## YOUR GOAL
Retype the osteoarthritis cell therapy article word for word in full.

[[ EXTRACT open ]]

Treating osteoarthritis with cell therapy

Written by: Professor Paul Lee
Edited by: Cal Murphy

Osteoarthritis is a painful condition that affects the cartilage in our joints. Can we use the body's own biology to treat osteoarthritis? Expert orthopaedic surgeon and sports medicine specialist Professor Paul Lee explains cell therapy and how it can help stimulate the body to repair itself.

What happens to the cartilage in osteoarthritis?

In osteoarthritis, the cartilage gets worn away. We sometimes hear people talk about ‘wear and tear’ of the joint, which leads to osteoarthritis. What that means is that when we are loading our joints abnormally, the forces going down on the cartilage increase significantly and that will cause damage to the cartilage. The exact mechanism of osteoarthritis is not understood, but we know there are various different treatment options that we can do to improve osteoarthritis.


What is the aim of cell therapy?

The aim of cell therapy is to help and enhance the body’s biology to help the cells to repair our own body. There are various different methods we can use to treat the cells, whether by replacing cells with different cell (for example, stem cells or cartilage cells), or by doing something that would enhance what we have got in our body – for example, using growth factors or different man-made synthetic factors that can help our cells to regenerate and to recover. Also, with chemicals and with drugs we will be able to modify the environment around those cells and to potentially turn them back to their healthy state or maybe help them recover and that is the main aim of cell therapy.

[[ EXTRACT closed ]]
[[ PROVIDED DATA open ]]

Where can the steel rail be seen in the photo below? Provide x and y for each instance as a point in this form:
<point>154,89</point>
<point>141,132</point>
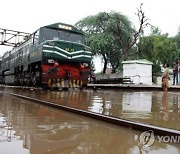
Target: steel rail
<point>121,122</point>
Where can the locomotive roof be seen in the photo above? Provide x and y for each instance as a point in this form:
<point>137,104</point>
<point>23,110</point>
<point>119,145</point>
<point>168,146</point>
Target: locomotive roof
<point>64,27</point>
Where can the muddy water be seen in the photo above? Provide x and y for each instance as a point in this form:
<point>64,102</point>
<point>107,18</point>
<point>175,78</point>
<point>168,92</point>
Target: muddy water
<point>156,108</point>
<point>30,128</point>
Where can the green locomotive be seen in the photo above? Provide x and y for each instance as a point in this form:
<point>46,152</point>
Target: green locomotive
<point>53,56</point>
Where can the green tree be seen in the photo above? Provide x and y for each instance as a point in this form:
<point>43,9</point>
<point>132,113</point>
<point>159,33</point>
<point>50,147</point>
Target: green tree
<point>111,35</point>
<point>158,48</point>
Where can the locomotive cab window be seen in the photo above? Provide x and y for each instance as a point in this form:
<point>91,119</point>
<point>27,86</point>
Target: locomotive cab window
<point>36,37</point>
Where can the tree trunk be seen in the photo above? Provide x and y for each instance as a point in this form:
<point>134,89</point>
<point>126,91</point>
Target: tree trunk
<point>105,64</point>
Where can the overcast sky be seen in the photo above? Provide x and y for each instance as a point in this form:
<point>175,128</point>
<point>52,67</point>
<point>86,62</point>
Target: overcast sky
<point>27,16</point>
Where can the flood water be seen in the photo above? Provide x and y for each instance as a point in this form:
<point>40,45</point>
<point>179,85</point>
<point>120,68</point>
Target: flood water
<point>30,128</point>
<point>151,107</point>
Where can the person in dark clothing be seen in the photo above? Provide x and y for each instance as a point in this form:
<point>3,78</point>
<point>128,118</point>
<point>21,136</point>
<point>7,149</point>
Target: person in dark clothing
<point>175,73</point>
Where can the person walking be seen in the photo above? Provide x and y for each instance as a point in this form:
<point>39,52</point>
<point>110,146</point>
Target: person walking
<point>175,73</point>
<point>165,78</point>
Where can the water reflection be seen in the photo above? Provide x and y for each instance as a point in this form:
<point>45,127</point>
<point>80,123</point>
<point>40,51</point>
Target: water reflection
<point>38,129</point>
<point>152,107</point>
<point>137,101</point>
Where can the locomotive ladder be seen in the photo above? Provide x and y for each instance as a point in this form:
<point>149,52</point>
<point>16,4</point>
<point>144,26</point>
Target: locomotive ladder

[[ PROVIDED DATA closed ]]

## ANSWER TO THIS TASK
Treating osteoarthritis with cell therapy

Written by: Professor Paul Lee
Edited by: Cal Murphy

Osteoarthritis is a painful condition that affects the cartilage in our joints. Can we use the body's own biology to treat osteoarthritis? Expert orthopaedic surgeon and sports medicine specialist Professor Paul Lee explains cell therapy and how it can help stimulate the body to repair itself.

What happens to the cartilage in osteoarthritis?

In osteoarthritis, the cartilage gets worn away. We sometimes hear people talk about ‘wear and tear’ of the joint, which leads to osteoarthritis. What that means is that when we are loading our joints abnormally, the forces going down on the cartilage increase significantly and that will cause damage to the cartilage. The exact mechanism of osteoarthritis is not understood, but we know there are various different treatment options that we can do to improve osteoarthritis.


What is the aim of cell therapy?

The aim of cell therapy is to help and enhance the body’s biology to help the cells to repair our own body. There are various different methods we can use to treat the cells, whether by replacing cells with different cell (for example, stem cells or cartilage cells), or by doing something that would enhance what we have got in our body – for example, using growth factors or different man-made synthetic factors that can help our cells to regenerate and to recover. Also, with chemicals and with drugs we will be able to modify the environment around those cells and to potentially turn them back to their healthy state or maybe help them recover and that is the main aim of cell therapy.